[Prompt]: Turn every line of the items below into a Markdown table with the columns No. and Line, numbering the rows and leaving out any blank lines.

[Data for this task]:
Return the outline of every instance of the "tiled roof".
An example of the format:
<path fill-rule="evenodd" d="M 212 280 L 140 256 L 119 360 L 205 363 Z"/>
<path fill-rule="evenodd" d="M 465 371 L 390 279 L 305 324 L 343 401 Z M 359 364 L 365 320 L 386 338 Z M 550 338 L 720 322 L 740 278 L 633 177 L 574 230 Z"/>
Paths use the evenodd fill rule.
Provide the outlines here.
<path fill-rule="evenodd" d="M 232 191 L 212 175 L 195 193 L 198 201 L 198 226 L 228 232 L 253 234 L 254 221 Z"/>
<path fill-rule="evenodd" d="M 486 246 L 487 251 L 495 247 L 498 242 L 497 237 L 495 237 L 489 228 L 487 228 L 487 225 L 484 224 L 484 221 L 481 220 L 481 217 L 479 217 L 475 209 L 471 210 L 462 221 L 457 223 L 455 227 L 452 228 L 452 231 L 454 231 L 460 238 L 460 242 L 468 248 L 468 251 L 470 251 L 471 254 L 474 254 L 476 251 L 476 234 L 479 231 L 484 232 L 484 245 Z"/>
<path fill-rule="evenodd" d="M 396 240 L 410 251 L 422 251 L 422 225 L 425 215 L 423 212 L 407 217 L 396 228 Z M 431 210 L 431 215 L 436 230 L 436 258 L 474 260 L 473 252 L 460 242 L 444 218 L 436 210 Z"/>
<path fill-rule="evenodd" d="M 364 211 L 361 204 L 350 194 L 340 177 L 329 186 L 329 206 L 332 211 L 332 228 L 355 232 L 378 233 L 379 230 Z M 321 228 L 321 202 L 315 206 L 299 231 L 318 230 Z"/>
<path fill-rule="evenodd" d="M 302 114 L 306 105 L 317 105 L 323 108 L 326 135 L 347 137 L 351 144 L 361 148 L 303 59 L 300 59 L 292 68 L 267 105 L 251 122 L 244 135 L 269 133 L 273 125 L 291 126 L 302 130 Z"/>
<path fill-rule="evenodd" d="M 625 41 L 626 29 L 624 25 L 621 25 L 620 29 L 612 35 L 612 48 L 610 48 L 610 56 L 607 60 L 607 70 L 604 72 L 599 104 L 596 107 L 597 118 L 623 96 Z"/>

[Response]:
| No. | Line |
|---|---|
| 1 | Return the outline of every instance of the "tiled roof". |
| 2 | An example of the format: |
| 3 | <path fill-rule="evenodd" d="M 212 280 L 140 256 L 119 360 L 205 363 Z"/> |
| 4 | <path fill-rule="evenodd" d="M 465 371 L 390 279 L 305 324 L 343 401 Z M 359 364 L 365 320 L 386 338 Z M 550 338 L 720 322 L 740 278 L 633 177 L 574 230 Z"/> |
| 5 | Paths use the evenodd fill rule. |
| 6 | Provide the outlines here. |
| 7 | <path fill-rule="evenodd" d="M 232 191 L 212 175 L 195 193 L 198 201 L 198 226 L 228 232 L 253 234 L 254 221 Z"/> |
| 8 | <path fill-rule="evenodd" d="M 486 246 L 487 251 L 495 247 L 498 242 L 497 237 L 495 237 L 489 228 L 487 228 L 487 225 L 484 224 L 484 221 L 481 220 L 481 217 L 479 217 L 475 209 L 471 210 L 462 221 L 457 223 L 455 227 L 452 228 L 452 231 L 454 231 L 460 238 L 460 242 L 468 248 L 468 251 L 470 251 L 471 254 L 474 254 L 476 251 L 476 234 L 479 231 L 484 232 L 484 245 Z"/> |
| 9 | <path fill-rule="evenodd" d="M 396 240 L 410 251 L 422 251 L 422 225 L 425 215 L 423 212 L 407 217 L 396 228 Z M 431 210 L 431 215 L 436 230 L 436 258 L 474 260 L 473 252 L 460 242 L 444 218 L 436 210 Z"/> |
| 10 | <path fill-rule="evenodd" d="M 364 211 L 361 204 L 350 194 L 340 177 L 329 186 L 329 206 L 332 211 L 332 228 L 355 232 L 378 233 L 379 230 Z M 321 228 L 321 202 L 315 206 L 299 231 L 318 230 Z"/> |
| 11 | <path fill-rule="evenodd" d="M 302 114 L 306 105 L 317 105 L 323 108 L 326 135 L 347 137 L 351 144 L 361 148 L 303 59 L 300 59 L 292 68 L 267 105 L 251 122 L 244 135 L 269 133 L 273 125 L 291 126 L 302 130 Z"/> |
| 12 | <path fill-rule="evenodd" d="M 625 41 L 626 29 L 624 25 L 621 25 L 620 29 L 612 35 L 612 48 L 610 48 L 610 56 L 607 60 L 607 70 L 604 72 L 599 104 L 596 107 L 597 118 L 623 96 Z"/> |